WHAT IS NEEDED
Copy every line of the records exactly, without including the images.

[Recorded data]
___

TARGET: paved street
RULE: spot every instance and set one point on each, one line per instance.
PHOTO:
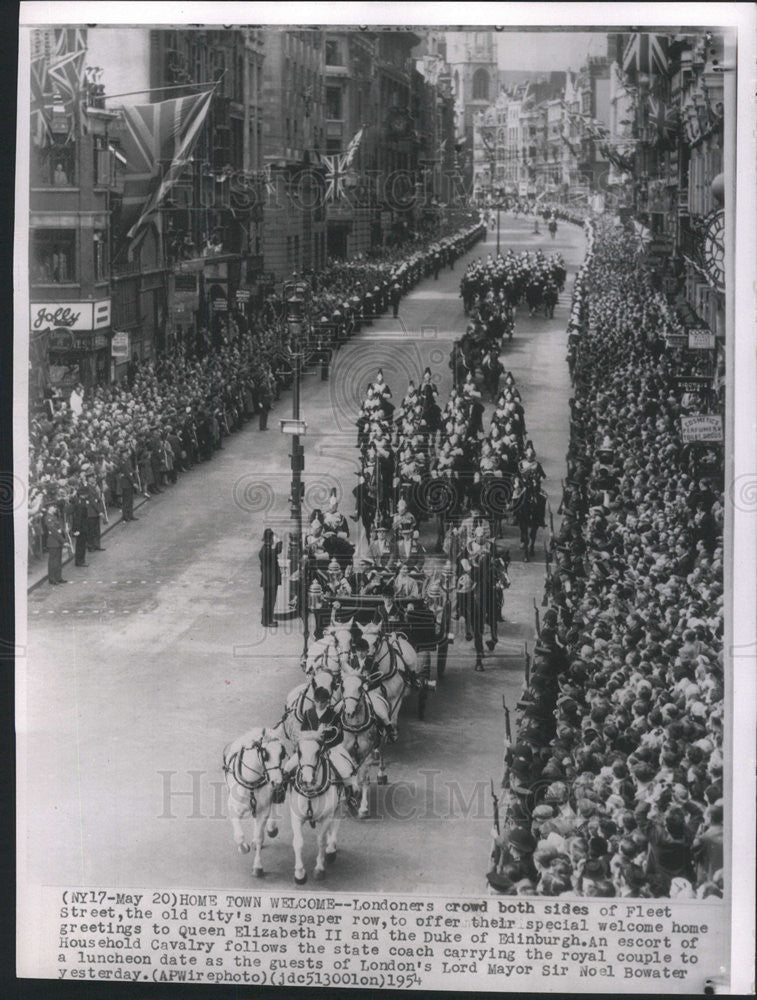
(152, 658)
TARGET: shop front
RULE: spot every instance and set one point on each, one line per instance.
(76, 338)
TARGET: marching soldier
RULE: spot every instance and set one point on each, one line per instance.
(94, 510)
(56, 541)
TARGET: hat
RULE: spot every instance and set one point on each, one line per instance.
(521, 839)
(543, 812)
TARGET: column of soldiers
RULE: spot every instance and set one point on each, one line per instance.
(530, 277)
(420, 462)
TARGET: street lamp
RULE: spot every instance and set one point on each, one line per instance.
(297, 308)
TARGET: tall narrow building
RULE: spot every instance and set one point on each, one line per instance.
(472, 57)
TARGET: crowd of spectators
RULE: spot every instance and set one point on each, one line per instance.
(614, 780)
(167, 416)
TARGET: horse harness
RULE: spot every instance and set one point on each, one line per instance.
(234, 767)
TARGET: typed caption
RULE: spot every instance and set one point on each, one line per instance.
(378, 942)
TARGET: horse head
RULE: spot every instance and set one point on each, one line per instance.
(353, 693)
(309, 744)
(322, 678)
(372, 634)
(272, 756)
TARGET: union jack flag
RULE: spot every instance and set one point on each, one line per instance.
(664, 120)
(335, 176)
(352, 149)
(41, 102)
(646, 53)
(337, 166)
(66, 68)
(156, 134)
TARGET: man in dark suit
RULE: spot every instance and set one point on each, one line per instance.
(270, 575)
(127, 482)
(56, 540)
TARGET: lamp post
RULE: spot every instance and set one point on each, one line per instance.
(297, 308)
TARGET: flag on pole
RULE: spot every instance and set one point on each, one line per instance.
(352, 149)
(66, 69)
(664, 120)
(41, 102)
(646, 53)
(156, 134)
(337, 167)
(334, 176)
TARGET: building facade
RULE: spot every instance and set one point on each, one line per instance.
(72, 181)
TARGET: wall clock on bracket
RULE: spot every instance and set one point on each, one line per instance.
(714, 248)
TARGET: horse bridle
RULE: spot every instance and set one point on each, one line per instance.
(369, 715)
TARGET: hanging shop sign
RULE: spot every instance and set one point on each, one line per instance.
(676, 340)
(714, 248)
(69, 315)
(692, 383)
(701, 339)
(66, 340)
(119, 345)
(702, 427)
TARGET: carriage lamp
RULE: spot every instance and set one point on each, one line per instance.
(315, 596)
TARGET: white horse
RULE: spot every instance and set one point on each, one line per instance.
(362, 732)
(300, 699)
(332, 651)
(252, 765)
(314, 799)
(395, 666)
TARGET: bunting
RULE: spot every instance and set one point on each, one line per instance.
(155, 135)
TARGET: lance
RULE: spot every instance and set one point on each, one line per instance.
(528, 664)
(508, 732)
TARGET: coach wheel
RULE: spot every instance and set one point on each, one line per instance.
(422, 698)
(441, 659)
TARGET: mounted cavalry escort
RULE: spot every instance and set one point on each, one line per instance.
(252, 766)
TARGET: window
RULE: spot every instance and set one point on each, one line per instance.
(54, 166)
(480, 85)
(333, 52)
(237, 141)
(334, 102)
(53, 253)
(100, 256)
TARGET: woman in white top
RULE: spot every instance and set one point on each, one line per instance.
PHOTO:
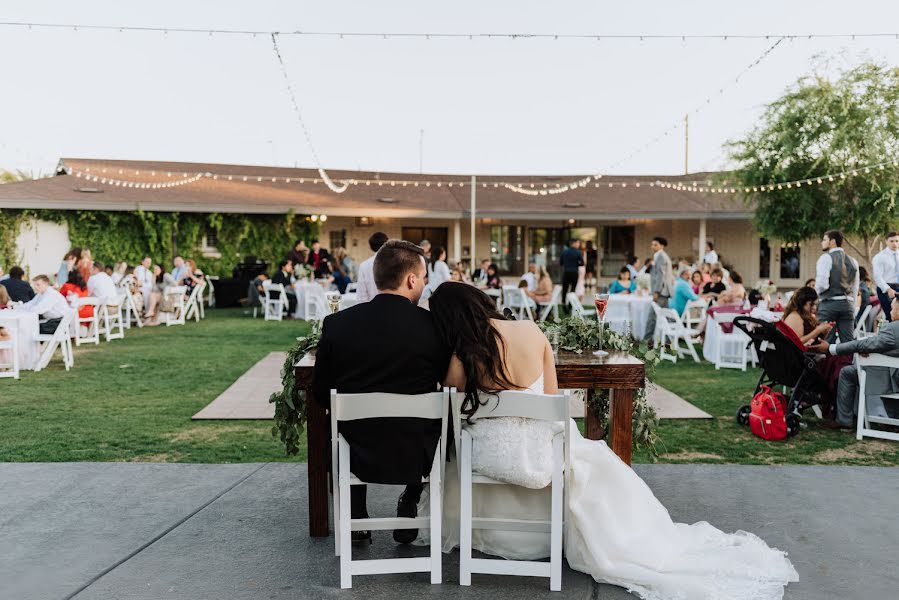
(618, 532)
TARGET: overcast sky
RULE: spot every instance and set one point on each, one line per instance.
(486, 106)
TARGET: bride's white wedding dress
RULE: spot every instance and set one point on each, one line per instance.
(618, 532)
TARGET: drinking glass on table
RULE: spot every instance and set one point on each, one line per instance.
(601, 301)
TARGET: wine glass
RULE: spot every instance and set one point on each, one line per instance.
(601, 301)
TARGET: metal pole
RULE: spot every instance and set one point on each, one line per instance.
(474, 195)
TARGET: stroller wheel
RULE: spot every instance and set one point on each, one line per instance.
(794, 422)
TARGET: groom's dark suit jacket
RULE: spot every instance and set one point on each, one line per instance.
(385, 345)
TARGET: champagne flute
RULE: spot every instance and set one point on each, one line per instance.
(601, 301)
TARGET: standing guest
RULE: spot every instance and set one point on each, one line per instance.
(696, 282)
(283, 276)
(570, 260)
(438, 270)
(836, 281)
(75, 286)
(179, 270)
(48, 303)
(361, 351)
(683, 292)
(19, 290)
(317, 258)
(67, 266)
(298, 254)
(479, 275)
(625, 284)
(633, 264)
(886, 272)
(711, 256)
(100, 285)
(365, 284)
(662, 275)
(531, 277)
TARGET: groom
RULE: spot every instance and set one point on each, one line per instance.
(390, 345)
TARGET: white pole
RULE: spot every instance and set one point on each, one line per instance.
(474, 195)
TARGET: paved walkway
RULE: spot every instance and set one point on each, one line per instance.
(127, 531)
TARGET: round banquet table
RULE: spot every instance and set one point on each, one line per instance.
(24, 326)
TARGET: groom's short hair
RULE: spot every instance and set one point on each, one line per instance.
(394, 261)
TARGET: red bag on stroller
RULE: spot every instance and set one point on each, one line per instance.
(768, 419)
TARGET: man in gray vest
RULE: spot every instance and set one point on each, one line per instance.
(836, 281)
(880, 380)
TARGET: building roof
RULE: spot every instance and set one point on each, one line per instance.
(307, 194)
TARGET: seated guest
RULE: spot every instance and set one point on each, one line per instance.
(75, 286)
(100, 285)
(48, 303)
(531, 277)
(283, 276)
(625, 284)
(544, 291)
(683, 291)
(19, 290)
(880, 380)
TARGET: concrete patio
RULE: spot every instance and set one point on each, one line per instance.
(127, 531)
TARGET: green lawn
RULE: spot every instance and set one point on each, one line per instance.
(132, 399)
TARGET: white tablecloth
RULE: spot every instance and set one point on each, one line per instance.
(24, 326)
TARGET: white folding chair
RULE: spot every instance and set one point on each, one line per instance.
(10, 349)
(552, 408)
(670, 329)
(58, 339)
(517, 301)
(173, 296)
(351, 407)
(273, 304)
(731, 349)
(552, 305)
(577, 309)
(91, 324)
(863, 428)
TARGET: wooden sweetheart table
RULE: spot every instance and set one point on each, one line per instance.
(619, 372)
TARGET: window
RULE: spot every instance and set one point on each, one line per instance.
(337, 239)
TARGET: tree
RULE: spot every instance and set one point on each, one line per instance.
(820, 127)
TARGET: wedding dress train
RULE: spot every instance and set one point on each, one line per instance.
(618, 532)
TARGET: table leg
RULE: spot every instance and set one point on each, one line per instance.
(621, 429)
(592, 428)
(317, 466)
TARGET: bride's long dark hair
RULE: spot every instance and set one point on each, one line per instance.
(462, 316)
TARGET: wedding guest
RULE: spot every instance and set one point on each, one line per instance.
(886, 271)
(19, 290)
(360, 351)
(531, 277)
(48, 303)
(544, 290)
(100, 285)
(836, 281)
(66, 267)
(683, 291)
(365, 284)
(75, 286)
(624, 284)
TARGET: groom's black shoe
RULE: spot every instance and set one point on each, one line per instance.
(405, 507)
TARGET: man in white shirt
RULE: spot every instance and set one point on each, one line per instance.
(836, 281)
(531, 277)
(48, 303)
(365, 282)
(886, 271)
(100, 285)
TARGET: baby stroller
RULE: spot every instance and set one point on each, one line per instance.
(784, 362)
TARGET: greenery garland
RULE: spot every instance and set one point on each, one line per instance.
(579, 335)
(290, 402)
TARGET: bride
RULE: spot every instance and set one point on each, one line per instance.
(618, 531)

___

REPLY TO THE TASK
TARGET: paved street
RULE: spot every instance and set one point on each, one line per instance.
PHOTO:
(152, 658)
TARGET: shop front
RULE: spot every instance and set one point on each, one line per instance.
(76, 338)
TARGET: marching soldier
RULE: spot every instance and set one point on each, one line per instance.
(94, 510)
(56, 541)
TARGET: hat
RULE: spot every instance and set one point on each, one line per instance.
(521, 839)
(543, 812)
TARGET: column of soldiers
RULE: spot every instance and set one point on each, one line per instance.
(530, 277)
(420, 462)
TARGET: street lamp
RULE: spot every instance and set one point on each, one line per instance.
(297, 308)
TARGET: tall narrow building
RULE: spot every instance and set one point on each, one line per instance.
(472, 57)
TARGET: crowd of spectators
RULE: spot every instance and set one point on each, one line per instance.
(614, 780)
(167, 416)
TARGET: horse harness
RULE: spot every instance and set one point on each, one line per instance.
(234, 767)
TARGET: typed caption
RULE: spot every instance and set one point on each, one line per instance.
(378, 942)
TARGET: horse head
RULE: spot every instance and set one point on each, one line per instance.
(353, 693)
(309, 744)
(322, 678)
(372, 634)
(272, 756)
TARGET: union jack flag
RULE: spot every instance and set one point on each, one line per instance.
(664, 120)
(335, 176)
(352, 149)
(41, 102)
(646, 53)
(337, 166)
(66, 68)
(156, 134)
TARGET: man in dark suit
RULE: spot every instance and set one point on each, one line per instance.
(270, 575)
(127, 482)
(56, 540)
TARGET: lamp post
RULE: spot every instance and set one point on each, one line per instance.
(297, 308)
TARGET: flag on pole
RULE: spot every instance and set one point on each, one line per instance.
(352, 149)
(66, 69)
(664, 120)
(41, 102)
(646, 53)
(156, 134)
(337, 167)
(334, 176)
TARGET: building facade
RULE: spot every instance and set one point on each, one line per instance.
(72, 181)
TARGET: wall clock on bracket
RULE: spot every instance and set one point on each, one line per instance.
(714, 248)
TARGET: horse bridle
RULE: spot every instance and set one point on each, one line per instance.
(369, 715)
TARGET: hanging shop sign
RULE: spot every instance and set one point on each, one line per instance.
(676, 340)
(714, 248)
(69, 315)
(692, 383)
(701, 339)
(66, 340)
(119, 345)
(702, 427)
TARGET: carriage lamp
RULE: spot every instance and set one point on each, one line per instance.
(315, 596)
TARGET: white horse
RULE: spot every instance and set one point on each, one line per instance.
(362, 732)
(300, 699)
(332, 651)
(252, 765)
(314, 799)
(395, 666)
TARGET: bunting
RULE: spot every instance and set one point on each, one line per instance.
(155, 135)
TARGET: lance
RULE: spot every instance and set one point on each, one line per instance.
(528, 664)
(508, 732)
TARGET: coach wheel
RULE: spot every instance and set one point on each, one line per instance.
(422, 698)
(441, 659)
TARGET: mounted cavalry escort
RULE: spot every instance and set one point on each, one line per instance.
(252, 766)
TARGET: window
RULE: spot every instance and set one point on each, one line per instance.
(54, 166)
(480, 85)
(333, 52)
(237, 141)
(334, 102)
(53, 253)
(100, 256)
TARGET: woman in white top
RULE: spot every instance and set one point on each, one line per instance.
PHOTO:
(618, 532)
TARGET: overcast sky
RULE: spot every instance and set one point on each, one line per instance.
(486, 106)
TARGET: bride's white wedding dress
RULE: spot every instance and set one point on each, one line per instance.
(618, 532)
TARGET: drinking glass on table
RULE: spot every instance and set one point on each, one line per instance.
(601, 301)
TARGET: wine glass
RULE: spot every instance and set one point on each, one line per instance.
(601, 301)
TARGET: metal pole
RULE: spot every instance and set one point on each, one line per instance.
(474, 195)
TARGET: stroller wheel
RULE: spot every instance and set one point on each, one line per instance.
(794, 422)
TARGET: groom's dark suit jacket
RULE: spot every instance and set one point on each, one line per instance.
(385, 345)
TARGET: champagne flute
RULE: spot every instance and set one point on each, one line per instance.
(601, 301)
TARGET: standing guest
RULE: spot every instance and set one point on each, one line per instance.
(696, 282)
(283, 276)
(570, 260)
(438, 270)
(836, 281)
(75, 286)
(179, 270)
(48, 303)
(361, 351)
(683, 292)
(19, 290)
(317, 258)
(67, 266)
(298, 254)
(479, 275)
(625, 284)
(633, 264)
(886, 272)
(711, 256)
(100, 285)
(365, 284)
(662, 275)
(531, 277)
TARGET: groom
RULE: spot every instance and set one point on each, one line per instance.
(390, 345)
TARGET: white pole
RULE: spot every instance and set one point on each, one line per instance.
(474, 195)
TARGET: paved walkway
RULE: spot every instance and set one point on each, one line per instance.
(127, 531)
TARGET: round banquet table
RULE: spot every instance and set one point on each, one line per instance.
(24, 326)
TARGET: groom's short hair
RULE: spot every instance and set one point on each, one line per instance.
(394, 261)
TARGET: red bag on stroller
RULE: spot every instance and set one point on each, one line per instance.
(768, 419)
TARGET: man in gray vest
RULE: spot every instance and set one point on each, one line per instance.
(836, 281)
(880, 380)
TARGET: building roof
RULE: spot every instance and set one point on each, one line per instance.
(307, 194)
TARGET: seated guest
RULE: spot every instance and set one point on each, one line per instance.
(75, 286)
(100, 285)
(48, 303)
(531, 277)
(283, 276)
(625, 284)
(544, 291)
(683, 291)
(19, 290)
(880, 380)
TARGET: concrete patio
RULE: spot every instance and set one point on each, one line per instance.
(127, 531)
TARGET: green lawn
RULE: spot every instance and set one point on each, one line per instance.
(132, 399)
TARGET: white tablecloth
RULE: spot every instance and set one point on each, one line per instance.
(24, 326)
TARGET: white folding chair
RULE: spot every instance and set one point on each, one line per instance.
(10, 349)
(552, 408)
(670, 329)
(58, 339)
(517, 301)
(173, 296)
(351, 407)
(273, 304)
(731, 349)
(552, 305)
(577, 309)
(91, 324)
(863, 428)
TARGET: wooden sweetheart table
RULE: spot every instance and set one point on each, one line per instance.
(619, 372)
TARGET: window
RULE: spot every instance and set one point on each, one line per instance.
(337, 239)
TARGET: tree
RULE: spot every instance and set one point on each, one line per instance.
(820, 127)
TARGET: wedding dress train
RULE: spot every instance and set one point on each, one line per instance.
(618, 532)
TARGET: table leg
RULE: spot every instance and set one point on each, one line per instance.
(621, 429)
(592, 428)
(317, 466)
TARGET: bride's long dark hair
RULE: spot every instance and set one point on each, one line per instance.
(462, 316)
TARGET: wedding guest
RULE: spot every instance and set one point on each, one line per instance.
(886, 271)
(19, 290)
(360, 351)
(531, 277)
(48, 303)
(544, 290)
(100, 285)
(836, 281)
(66, 267)
(683, 291)
(365, 284)
(75, 286)
(624, 284)
TARGET: groom's black shoe
RULE: spot every instance and set one point on each, one line per instance.
(405, 507)
TARGET: man in white shirt
RULE: spot every instance and set one point on each, one line per instance.
(836, 281)
(531, 277)
(48, 303)
(365, 282)
(886, 271)
(100, 285)
TARGET: baby stroller
RULE: spot every instance and set one point on each, one line per instance.
(784, 362)
TARGET: greenery garland
RULE: spot every instance and set one point on each, one line per instance.
(579, 335)
(290, 402)
TARGET: bride
RULE: spot every instance and set one point on each, one line per instance.
(618, 531)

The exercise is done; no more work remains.